## start

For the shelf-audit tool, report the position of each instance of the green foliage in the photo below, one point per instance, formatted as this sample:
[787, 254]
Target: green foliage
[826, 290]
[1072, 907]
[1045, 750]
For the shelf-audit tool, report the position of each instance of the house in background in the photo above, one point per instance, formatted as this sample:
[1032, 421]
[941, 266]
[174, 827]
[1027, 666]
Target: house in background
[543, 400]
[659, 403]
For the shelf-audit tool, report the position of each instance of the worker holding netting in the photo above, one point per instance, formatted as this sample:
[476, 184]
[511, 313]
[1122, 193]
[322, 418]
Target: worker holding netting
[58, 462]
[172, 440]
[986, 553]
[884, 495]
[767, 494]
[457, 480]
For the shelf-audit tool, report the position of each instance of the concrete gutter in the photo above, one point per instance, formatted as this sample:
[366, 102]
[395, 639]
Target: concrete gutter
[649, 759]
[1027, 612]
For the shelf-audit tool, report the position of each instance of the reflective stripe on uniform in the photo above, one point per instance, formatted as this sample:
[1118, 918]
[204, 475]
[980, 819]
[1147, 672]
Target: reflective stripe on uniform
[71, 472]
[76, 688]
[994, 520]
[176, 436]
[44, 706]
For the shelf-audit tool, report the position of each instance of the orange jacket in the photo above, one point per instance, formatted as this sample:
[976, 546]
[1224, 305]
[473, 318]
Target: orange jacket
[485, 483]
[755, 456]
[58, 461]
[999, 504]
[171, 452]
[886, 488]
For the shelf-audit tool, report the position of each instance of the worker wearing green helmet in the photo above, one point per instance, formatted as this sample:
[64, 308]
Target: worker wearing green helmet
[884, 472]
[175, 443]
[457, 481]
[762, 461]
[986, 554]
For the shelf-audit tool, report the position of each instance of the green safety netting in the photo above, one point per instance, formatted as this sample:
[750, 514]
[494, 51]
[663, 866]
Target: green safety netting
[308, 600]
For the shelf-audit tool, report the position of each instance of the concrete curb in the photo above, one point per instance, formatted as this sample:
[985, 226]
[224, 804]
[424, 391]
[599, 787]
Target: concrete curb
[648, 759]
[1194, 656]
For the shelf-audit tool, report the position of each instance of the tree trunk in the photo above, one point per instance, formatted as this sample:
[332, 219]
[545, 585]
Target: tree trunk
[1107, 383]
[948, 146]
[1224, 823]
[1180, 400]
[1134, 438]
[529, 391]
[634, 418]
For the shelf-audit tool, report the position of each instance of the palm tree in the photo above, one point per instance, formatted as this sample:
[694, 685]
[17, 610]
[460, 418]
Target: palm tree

## end

● **Exercise prompt**
Set down every line of the listing above again, exactly as given.

● **Written solution**
For the shelf-audit tool, report the position of each instance of the green foliage in the photo below, one point per instance, formatted as this sample:
[787, 254]
Target: green foliage
[826, 290]
[1072, 907]
[1045, 750]
For the shelf-audit tool, report the position of each instance of the house in background in the photo above, one point per instance, formatted as this sample:
[1032, 421]
[941, 266]
[174, 827]
[1027, 666]
Target: house in background
[543, 400]
[659, 403]
For the shelf-audit tool, report the position of each instance of the worker holding netting in the photo above, one point per instance, formatted as this sample:
[476, 184]
[511, 313]
[1122, 193]
[322, 418]
Target: worker holding netting
[58, 462]
[172, 440]
[986, 553]
[884, 495]
[767, 494]
[457, 480]
For the shelf-audit tool, report the position of each instance of the concrete gutter in the photo above, one point per instance, formatted as this sample:
[366, 102]
[395, 639]
Target: concrete gutter
[649, 759]
[1027, 612]
For the shelf-audit tool, report the position of each instance of the reflective stripe on uniform in the photo above, one point per instance, formatted as this sample:
[1118, 918]
[204, 475]
[980, 819]
[1147, 672]
Target: reflective stripe on uniform
[71, 472]
[76, 688]
[994, 520]
[176, 436]
[44, 706]
For the shelf-audit tool, report the position of each instance of the orange jacket in the photo above, one point per instance, formatted as this sample:
[976, 546]
[1224, 305]
[473, 318]
Target: orange jacket
[485, 483]
[755, 456]
[58, 461]
[999, 504]
[171, 452]
[886, 488]
For the shelf-audit tool, report the position of each instance of the worker wearing green helmet in the photo above, one point per instance, formatted as this sample:
[64, 308]
Target: worker wearing green helmet
[884, 472]
[175, 443]
[457, 481]
[762, 461]
[986, 554]
For the shelf-audit tool, report the position of each instance of the green safety netting in the photo above, one point per instance, formatted as this sample:
[750, 514]
[494, 51]
[663, 866]
Target: green safety netting
[308, 600]
For the shelf-audit tool, report the position of each instance of the concrete curb in the photo above, one point per instance, formatted as this sample:
[985, 226]
[224, 804]
[424, 391]
[599, 787]
Target: concrete curb
[648, 759]
[1194, 656]
For the shelf-audit tool, report the position of each instance of the tree trunk in the photo above, one point per instance, formatted as this sample:
[332, 219]
[545, 585]
Target: tree trunk
[1107, 383]
[948, 146]
[1224, 823]
[1180, 400]
[1134, 438]
[529, 391]
[634, 418]
For the shelf-audit tool, report the position of each instance of the palm tree in the photo above, one point per instance, formatted as this sample:
[694, 685]
[17, 610]
[460, 418]
Target: palm tree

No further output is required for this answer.